→ WORK REQUIRED
Please express the lines below as a JSON list of strings, one string per line, with blank lines and the pictures left out.

Entries for coordinate annotation
- - -
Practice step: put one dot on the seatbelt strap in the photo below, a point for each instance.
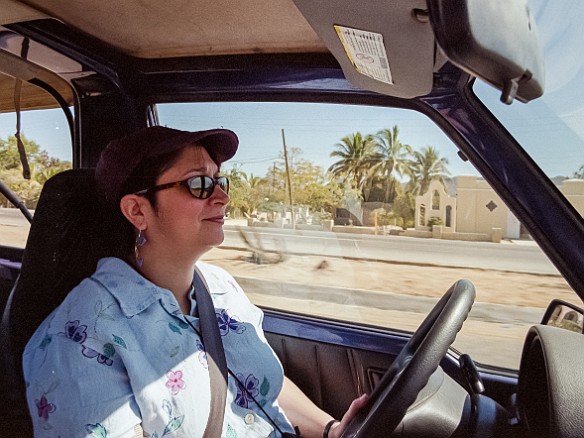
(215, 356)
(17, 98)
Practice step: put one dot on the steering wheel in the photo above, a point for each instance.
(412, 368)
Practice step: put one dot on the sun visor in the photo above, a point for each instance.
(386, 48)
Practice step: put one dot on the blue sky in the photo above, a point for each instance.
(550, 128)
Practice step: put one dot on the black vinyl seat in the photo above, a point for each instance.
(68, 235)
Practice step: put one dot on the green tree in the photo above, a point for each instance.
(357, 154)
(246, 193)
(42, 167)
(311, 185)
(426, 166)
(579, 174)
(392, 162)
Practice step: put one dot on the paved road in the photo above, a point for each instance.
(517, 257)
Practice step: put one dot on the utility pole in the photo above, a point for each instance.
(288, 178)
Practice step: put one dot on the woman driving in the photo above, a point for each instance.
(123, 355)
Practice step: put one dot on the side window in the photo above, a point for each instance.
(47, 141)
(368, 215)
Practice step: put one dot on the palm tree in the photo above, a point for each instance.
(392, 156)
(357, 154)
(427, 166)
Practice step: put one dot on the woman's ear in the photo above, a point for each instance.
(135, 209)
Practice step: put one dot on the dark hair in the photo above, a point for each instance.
- - -
→ ANSWER TO THIS PROBLEM
[
  "Practice step: put one dot on the seatbelt strap in the photo below, a point for each instance.",
  "(215, 356)",
  "(17, 98)",
  "Practice step: put one dot on the steering wheel in the photo above, a point for each instance.",
  "(412, 368)",
  "Practice step: put one dot on the sun visor in the photo above, a point for each instance.",
  "(386, 48)",
  "Practice step: put one dot on the blue sky in the photo above, a point for each instance.",
  "(550, 128)",
  "Practice step: put one dot on the black vinyl seat in the photo above, a point for each instance.",
  "(68, 235)",
  "Practice step: put one dot on the green tree in the photo above, a point for each instance.",
  "(357, 154)",
  "(246, 193)",
  "(42, 167)",
  "(311, 185)",
  "(426, 166)",
  "(579, 174)",
  "(392, 162)",
  "Practice step: put one dot on the paved road in the photo above, a point for each instance.",
  "(517, 257)",
  "Practice step: put one dot on the utility pole in the photo above, a point for each instance.",
  "(288, 178)",
  "Practice step: put one dot on the woman driving in the photo above, a point for each instance.",
  "(123, 355)",
  "Practice step: put one dot on the side window in the photo above, a point for each instance.",
  "(47, 141)",
  "(368, 215)",
  "Practice step: put one dot on the palm tree in the photo above, a point for each instance.",
  "(392, 156)",
  "(357, 154)",
  "(427, 166)",
  "Practice step: put one dot on the woman's ear in the photo above, a point for each instance.",
  "(135, 209)",
  "Practice step: put one dot on the dark hair in the photo above, a point for each instance."
]